- OBJECTIVE
Put every line of the items below into a Markdown table with two columns, Row for the row number and Line for the line itself, and leave out blank lines.

(Coordinate annotation entries)
################
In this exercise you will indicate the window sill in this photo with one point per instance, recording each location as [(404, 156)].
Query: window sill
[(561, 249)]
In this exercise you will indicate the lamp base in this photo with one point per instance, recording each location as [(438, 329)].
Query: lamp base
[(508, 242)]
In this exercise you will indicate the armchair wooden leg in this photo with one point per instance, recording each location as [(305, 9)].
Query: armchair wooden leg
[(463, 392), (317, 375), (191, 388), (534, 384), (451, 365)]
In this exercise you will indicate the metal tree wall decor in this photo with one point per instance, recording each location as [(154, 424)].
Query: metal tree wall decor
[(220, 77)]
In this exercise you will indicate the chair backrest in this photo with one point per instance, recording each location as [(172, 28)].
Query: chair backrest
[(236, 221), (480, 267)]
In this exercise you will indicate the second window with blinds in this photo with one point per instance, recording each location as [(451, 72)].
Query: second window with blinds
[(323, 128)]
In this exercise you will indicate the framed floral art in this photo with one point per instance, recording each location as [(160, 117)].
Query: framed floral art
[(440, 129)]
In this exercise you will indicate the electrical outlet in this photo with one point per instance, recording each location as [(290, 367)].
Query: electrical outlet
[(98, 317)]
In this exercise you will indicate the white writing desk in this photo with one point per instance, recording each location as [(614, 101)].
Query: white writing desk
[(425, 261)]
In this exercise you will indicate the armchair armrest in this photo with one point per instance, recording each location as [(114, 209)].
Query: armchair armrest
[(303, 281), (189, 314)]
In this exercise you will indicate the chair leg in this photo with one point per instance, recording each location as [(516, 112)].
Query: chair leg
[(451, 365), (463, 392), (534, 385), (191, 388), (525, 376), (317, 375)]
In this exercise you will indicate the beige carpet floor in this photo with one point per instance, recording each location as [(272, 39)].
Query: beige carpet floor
################
- FINISHED ANSWER
| Row | Line |
|---|---|
| 1 | In this exercise you will indicate the window sill in this photo with one point per instance, recording each location as [(404, 156)]. |
| 2 | Query: window sill |
| 3 | [(561, 249)] |
| 4 | In this exercise you will indicate the lamp base in this photo with one point per instance, recording each location as [(438, 329)]. |
| 5 | Query: lamp base |
| 6 | [(508, 242)] |
| 7 | In this exercise you will indicate the armchair wooden leg in this photo with one point per instance, recording each location as [(305, 9)]. |
| 8 | Query: armchair wooden leg |
| 9 | [(463, 392), (317, 375), (191, 388), (534, 384), (451, 365)] |
| 10 | In this exercise you will indicate the metal tree wall decor in this photo with one point per instance, recording each location as [(154, 424)]. |
| 11 | Query: metal tree wall decor |
| 12 | [(220, 77)] |
| 13 | In this exercise you will indicate the chair backrest in this photo with one point per instance, recording each location as [(172, 28)]. |
| 14 | Query: chair backrest |
| 15 | [(236, 221), (480, 267)] |
| 16 | In this exercise you will indicate the second window with blinds in this photo with one point per instance, recording each location as [(451, 72)]. |
| 17 | Query: second window with blinds |
| 18 | [(323, 128)] |
| 19 | In this exercise you will indicate the framed floral art in this photo with one point per instance, recording each location as [(160, 117)]. |
| 20 | Query: framed floral art |
| 21 | [(440, 129)] |
| 22 | In this exercise you will indicate the electrical outlet in this photo with one point per instance, recording each location as [(290, 367)]. |
| 23 | Query: electrical outlet |
| 24 | [(98, 317)] |
| 25 | In this exercise you will indicate the white writing desk in this photo with one point per instance, recording each location as [(614, 101)]. |
| 26 | Query: white writing desk |
| 27 | [(425, 261)] |
| 28 | In this exercise you will indicate the armchair armrest in this photo with one point per instance, recording each location as [(114, 209)]. |
| 29 | Query: armchair armrest |
| 30 | [(303, 281), (189, 314)] |
| 31 | In this exercise you will indicate the chair leg in this photo with one point per instance, recording each location as [(516, 112)]. |
| 32 | Query: chair leg |
| 33 | [(451, 365), (463, 392), (534, 385), (191, 388), (525, 376), (317, 375)] |
| 34 | In this exercise you will indicate the beige carpet floor in this photo with one point per instance, recording each location as [(272, 39)]. |
| 35 | Query: beige carpet floor |